## WHAT YOU ARE ASKED TO DO
Leave out the pictures and repeat every record exactly.

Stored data
::::

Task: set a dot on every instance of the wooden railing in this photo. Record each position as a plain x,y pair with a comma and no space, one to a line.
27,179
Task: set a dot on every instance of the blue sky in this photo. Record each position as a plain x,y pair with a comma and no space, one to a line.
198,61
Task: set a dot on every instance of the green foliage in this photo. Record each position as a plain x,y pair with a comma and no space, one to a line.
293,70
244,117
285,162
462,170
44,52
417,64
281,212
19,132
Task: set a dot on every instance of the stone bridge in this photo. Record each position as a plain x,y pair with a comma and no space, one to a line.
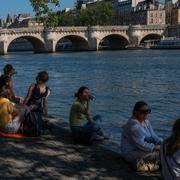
81,38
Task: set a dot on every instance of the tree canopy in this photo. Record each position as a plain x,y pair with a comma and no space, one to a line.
100,13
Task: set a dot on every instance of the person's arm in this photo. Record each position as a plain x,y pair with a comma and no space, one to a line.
138,137
12,110
87,112
156,138
29,94
12,94
45,103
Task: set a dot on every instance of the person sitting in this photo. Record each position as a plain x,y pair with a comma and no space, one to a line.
36,101
10,120
170,154
140,145
9,71
84,127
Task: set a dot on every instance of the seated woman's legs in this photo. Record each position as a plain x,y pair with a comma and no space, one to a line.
93,128
13,126
142,161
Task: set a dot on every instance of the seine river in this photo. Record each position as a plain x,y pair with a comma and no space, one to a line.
117,79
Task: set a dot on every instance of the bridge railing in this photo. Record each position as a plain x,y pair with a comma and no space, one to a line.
80,29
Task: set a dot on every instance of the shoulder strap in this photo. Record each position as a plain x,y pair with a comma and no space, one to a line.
165,159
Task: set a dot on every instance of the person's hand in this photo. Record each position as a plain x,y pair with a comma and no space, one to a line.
157,148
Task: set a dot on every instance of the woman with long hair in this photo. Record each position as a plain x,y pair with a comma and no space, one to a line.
36,102
170,154
140,145
10,120
85,128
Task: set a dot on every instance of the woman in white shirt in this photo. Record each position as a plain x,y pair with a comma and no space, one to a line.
170,154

::::

## TASK OUTPUT
Task: set a dot on every instance of the wooden railing in this photo. Record each position as a plain x,y pair with a comma and no space, one to a line.
27,179
Task: set a dot on every instance of the blue sky in this photo. Record each position as a plain x,y pair with a comma and no space, one to a line.
198,61
Task: set a dot on every instance of the green foliage in this photo. Record each position as a plain x,y pair with a comma and no space, one to a line.
293,70
244,117
285,162
462,170
44,52
417,64
281,212
19,132
Task: set a dot on every instance of the stone bridge in this photo. Record each position as a plain x,y pair with a comma and no space, one to a line.
81,38
Task: set a dot on every instance of the tree canopy in this photo. Record each position as a plain x,y pair with a comma and no space, one to a line.
100,13
Task: set a dot on every instance of the person's arm in this photo. Record each position as a plain x,y pair with a comma and no space, one to a line.
138,137
12,110
87,112
156,138
29,94
12,94
45,103
Task: set a dot on every instance of the person sitting in this photo. Record each position as a plain x,y pair with a comma and no space, one to a line.
36,101
10,120
170,154
140,145
9,71
84,127
Task: set a dot on every instance of the seated woman's legs in this photo. Record each position as a plain x,y pair with a comma and no space, one to a line.
93,128
13,126
142,161
Task: set a dot on every instance of the seine river in this photo. Record each position as a plain x,y pair with a comma and no space, one to a line.
117,79
Task: set a dot on every instance of the bridge railing in this photo. Record each position as a plain x,y pair with a comma and no space, one to a line.
80,29
Task: set a dot on every instance of the shoulder strap in this photo. Record each position as a plain x,y pair with a comma and no space, one to a line.
165,159
Task: set a dot on every instance of the person's hand in this photo. Record each position as a plain x,y pair with a comma and no space, one to a line.
157,148
Task: set a dot on every instance of the woman with long hair in this photo. Record each position as a plain x,y pair with a comma and no space, one to a line.
36,102
170,154
140,145
10,120
85,128
Task: set a dot on every instance of the woman in white shirt in this photo. Record each position as a plain x,y pair with a comma and no space, one to a line.
170,154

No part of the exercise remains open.